## [Source data]

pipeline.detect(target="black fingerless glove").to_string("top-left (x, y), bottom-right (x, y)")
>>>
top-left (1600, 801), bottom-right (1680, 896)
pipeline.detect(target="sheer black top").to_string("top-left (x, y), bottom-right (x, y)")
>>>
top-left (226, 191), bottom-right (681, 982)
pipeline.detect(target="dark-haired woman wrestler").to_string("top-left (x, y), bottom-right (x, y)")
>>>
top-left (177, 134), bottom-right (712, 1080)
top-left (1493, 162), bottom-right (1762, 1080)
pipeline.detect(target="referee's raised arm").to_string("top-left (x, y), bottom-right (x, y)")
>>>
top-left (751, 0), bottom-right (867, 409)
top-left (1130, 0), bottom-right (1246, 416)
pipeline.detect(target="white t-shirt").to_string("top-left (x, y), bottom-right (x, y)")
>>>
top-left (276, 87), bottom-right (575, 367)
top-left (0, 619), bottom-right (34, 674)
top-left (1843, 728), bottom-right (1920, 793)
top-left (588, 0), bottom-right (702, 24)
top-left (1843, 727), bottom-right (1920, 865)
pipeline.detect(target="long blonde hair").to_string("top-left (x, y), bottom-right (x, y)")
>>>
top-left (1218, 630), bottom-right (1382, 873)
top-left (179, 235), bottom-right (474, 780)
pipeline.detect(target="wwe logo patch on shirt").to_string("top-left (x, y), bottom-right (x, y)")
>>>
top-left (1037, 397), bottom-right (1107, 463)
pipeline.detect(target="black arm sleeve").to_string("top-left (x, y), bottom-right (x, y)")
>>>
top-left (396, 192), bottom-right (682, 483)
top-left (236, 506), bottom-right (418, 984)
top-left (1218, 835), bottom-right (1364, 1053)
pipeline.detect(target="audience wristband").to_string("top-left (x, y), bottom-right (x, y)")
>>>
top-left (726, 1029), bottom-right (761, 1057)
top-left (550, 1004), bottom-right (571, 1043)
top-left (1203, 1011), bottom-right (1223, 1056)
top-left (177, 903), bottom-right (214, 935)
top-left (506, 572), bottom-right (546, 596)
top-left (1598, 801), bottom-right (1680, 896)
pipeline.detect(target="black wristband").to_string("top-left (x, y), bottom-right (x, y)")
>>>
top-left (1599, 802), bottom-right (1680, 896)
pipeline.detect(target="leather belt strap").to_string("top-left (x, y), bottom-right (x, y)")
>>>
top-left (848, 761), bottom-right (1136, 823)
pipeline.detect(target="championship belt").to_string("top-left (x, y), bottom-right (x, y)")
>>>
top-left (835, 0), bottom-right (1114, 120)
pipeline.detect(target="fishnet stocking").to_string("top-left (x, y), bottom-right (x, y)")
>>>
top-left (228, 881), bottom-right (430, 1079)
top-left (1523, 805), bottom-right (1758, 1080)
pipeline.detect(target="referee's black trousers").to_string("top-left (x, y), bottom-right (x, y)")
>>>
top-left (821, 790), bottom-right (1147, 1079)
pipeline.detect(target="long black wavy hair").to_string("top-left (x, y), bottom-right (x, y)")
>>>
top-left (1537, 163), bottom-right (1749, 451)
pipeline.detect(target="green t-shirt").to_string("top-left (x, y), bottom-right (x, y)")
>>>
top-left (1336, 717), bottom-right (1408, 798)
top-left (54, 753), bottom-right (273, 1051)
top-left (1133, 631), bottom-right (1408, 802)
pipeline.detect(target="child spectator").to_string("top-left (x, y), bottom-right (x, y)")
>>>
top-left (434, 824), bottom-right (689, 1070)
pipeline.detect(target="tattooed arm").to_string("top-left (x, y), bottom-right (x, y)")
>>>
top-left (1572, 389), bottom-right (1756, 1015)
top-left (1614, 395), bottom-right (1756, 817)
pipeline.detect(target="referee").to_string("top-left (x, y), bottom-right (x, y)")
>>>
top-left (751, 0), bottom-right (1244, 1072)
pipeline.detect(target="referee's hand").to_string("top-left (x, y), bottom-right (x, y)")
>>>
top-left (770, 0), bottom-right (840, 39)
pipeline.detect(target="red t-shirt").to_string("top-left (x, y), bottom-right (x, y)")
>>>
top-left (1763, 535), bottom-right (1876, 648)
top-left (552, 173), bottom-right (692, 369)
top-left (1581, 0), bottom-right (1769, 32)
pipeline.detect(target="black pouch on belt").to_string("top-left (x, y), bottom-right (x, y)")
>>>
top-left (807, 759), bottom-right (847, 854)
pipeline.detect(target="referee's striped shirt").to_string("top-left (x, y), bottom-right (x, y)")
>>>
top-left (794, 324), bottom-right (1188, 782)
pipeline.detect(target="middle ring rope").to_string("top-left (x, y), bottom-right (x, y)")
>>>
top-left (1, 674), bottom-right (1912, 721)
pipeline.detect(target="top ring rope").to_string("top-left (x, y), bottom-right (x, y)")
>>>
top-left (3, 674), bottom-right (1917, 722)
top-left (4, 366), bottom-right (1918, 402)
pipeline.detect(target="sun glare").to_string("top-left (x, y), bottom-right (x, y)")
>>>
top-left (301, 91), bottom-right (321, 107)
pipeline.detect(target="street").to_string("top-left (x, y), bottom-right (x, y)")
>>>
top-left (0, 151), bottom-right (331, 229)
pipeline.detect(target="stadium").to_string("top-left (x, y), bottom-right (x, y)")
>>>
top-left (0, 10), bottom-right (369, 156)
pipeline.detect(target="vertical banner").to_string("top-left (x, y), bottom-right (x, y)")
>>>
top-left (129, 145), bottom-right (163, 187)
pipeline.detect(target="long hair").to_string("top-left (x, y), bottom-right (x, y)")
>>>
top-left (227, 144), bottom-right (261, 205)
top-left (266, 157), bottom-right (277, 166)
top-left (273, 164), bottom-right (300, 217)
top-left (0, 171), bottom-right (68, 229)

## [Exercise brief]
The result should be every line of the material that contains the word "long", so copy those lines.

## [Result]
pipeline.detect(target="long blonde hair").to_string("top-left (x, y), bottom-right (x, y)")
pipeline.detect(target="long black wavy hair").to_string("top-left (x, y), bottom-right (x, y)")
pipeline.detect(target="long hair").to_string("top-left (x, y), bottom-right (x, y)")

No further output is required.